Task requirements – Copy out each line of the material below that contains the word "positive". Case matters.

Provided data –
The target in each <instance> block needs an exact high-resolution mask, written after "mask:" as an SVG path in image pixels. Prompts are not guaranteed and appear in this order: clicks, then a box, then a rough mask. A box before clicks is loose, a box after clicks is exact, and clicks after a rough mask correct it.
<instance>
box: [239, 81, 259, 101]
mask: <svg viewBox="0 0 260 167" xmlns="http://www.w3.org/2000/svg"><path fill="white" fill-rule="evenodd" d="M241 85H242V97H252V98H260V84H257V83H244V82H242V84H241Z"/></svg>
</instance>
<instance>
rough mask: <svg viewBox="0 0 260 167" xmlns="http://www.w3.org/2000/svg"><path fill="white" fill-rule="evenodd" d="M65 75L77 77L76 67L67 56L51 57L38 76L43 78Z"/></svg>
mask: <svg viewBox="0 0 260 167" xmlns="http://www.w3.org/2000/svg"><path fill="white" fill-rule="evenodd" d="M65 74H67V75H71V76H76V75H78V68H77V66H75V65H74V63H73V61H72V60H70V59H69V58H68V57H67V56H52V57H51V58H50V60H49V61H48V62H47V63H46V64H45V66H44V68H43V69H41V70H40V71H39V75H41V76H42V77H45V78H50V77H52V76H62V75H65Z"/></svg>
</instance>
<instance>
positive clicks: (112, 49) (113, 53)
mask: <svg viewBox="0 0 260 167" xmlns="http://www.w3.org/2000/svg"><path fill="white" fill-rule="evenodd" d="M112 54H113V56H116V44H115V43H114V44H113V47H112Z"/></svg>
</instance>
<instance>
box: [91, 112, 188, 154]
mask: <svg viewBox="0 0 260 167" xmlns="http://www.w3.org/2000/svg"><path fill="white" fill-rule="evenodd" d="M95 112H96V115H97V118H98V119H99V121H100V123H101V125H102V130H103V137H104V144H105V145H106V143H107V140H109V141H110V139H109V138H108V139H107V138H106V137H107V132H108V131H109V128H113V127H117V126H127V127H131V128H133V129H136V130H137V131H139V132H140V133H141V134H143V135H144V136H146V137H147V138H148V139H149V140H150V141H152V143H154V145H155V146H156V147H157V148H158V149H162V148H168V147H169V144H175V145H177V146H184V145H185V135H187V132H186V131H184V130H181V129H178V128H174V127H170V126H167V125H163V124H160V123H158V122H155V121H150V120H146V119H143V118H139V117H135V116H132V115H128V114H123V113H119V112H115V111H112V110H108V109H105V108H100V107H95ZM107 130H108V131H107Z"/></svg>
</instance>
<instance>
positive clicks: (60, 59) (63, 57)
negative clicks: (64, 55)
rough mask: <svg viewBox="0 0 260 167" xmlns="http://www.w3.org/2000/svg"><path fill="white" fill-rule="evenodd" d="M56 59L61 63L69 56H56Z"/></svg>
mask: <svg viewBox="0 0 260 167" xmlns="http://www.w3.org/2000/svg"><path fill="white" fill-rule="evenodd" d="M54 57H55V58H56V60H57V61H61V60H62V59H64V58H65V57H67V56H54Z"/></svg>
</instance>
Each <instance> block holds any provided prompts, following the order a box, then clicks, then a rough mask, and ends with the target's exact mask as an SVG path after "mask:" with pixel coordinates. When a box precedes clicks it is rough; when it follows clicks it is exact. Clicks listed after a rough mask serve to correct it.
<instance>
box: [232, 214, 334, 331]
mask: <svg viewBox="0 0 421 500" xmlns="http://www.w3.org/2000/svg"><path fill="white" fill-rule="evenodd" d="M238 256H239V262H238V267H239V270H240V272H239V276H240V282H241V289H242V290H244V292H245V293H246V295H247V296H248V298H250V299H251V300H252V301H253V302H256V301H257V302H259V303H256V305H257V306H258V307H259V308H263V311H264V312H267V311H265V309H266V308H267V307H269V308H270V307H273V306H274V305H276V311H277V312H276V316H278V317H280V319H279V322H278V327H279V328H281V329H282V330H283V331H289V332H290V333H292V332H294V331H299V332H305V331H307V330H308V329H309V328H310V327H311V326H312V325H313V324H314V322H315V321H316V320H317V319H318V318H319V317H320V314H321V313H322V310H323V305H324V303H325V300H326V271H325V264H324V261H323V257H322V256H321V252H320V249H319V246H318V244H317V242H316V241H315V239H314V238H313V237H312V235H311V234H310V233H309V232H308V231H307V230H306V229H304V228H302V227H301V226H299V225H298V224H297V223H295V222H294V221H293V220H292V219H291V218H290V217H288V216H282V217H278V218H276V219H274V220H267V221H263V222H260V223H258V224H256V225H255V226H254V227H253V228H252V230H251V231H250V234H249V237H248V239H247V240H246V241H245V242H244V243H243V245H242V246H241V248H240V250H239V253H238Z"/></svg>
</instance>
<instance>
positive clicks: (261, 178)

Task answer –
positive clicks: (112, 49) (113, 53)
positive clicks: (60, 59) (63, 57)
positive clicks: (261, 178)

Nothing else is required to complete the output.